== EXCERPTED TEXT ==
----

Preprints
https://doi.org/10.5194/cp-2020-135
https://doi.org/10.5194/cp-2020-135

  21 Oct 2020

21 Oct 2020

Review status: a revised version of this preprint was accepted for the journal CP and is expected to appear here in due course.

Simulated stability of the AMOC during the Last Glacial Maximum under realistic boundary conditions

Frerk Pöppelmeier, Jeemijn Scheen, Aurich Jeltsch-Thömmes, and Thomas F. Stocker Frerk Pöppelmeier et al.
  • Climate and Environmental Physics, Physics Institute and Oeschger Center for Climate Change Research, University of Bern, 3012 Bern, Switzerland

Abstract. The response of the Atlantic Meridional Overturning Circulation (AMOC) to freshwater perturbations critically depends on its mean-state. Large swaths of icebergs melting in the North Atlantic during the last deglaciation constituted such perturbations, and thus can provide important constraints on the stability of the AMOC. Yet, the mean AMOC state during the Last Glacial Maximum (LGM), preceding the rapid disintegration of the ice-sheets during the deglaciation, as well as its response to these perturbations remain debated. Here we investigate the evolution of the AMOC responding to freshwater perturbations under improved LGM boundary conditions in the Bern3D intermediate complexity model. Particularly, we consider the effect of an open versus a closed Bering Strait. The vigorous and deep AMOC under these glacial boundary conditions, consistent with previous simulations with different models, reacts more strongly to North Atlantic freshwater forcings than under pre-industrial conditions. This increased sensitivity is mostly related to the closed Bering Strait that cuts off the freshwater escape route through the Arctic into the Pacific, thus facilitating faster accumulation of freshwater in the North Atlantic halting deep water formation. Proxy reconstructions of the LGM AMOC instead indicate a weaker and possibly shallower AMOC than today, in conflict with the particularly strong and deep circulation states coherently simulated with ocean circulation models for the LGM. Simulations with reduced North Atlantic deep water formation, as a consequence of potentially increased continental runoff from ice-sheet melt and imposed changes in the hydrological cycle, more closely resemble the overturning circulation inferred from proxies. These circulation states also show bistable behavior, where the AMOC does not recover after North Atlantic freshwater hosing. However, no AMOC states are found here that either comprise an extreme shoaling or vigorous and concurrent shallow overturning as previously proposed based on paleoceanographic data.

----

== TASK DETAILS ==
Please write out, word for word, the part of the AMOC preprint between "Review status: a" and "Pöppelmeier et al.", inclusive.

== RAW DATA ==
----

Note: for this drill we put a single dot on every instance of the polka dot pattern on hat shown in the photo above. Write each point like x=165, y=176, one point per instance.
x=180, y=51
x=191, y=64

----

== CORRECT RESPONSE ==
Review status: a revised version of this preprint was accepted for the journal CP and is expected to appear here in due course.

Simulated stability of the AMOC during the Last Glacial Maximum under realistic boundary conditions

Frerk Pöppelmeier, Jeemijn Scheen, Aurich Jeltsch-Thömmes, and Thomas F. Stocker Frerk Pöppelmeier et al.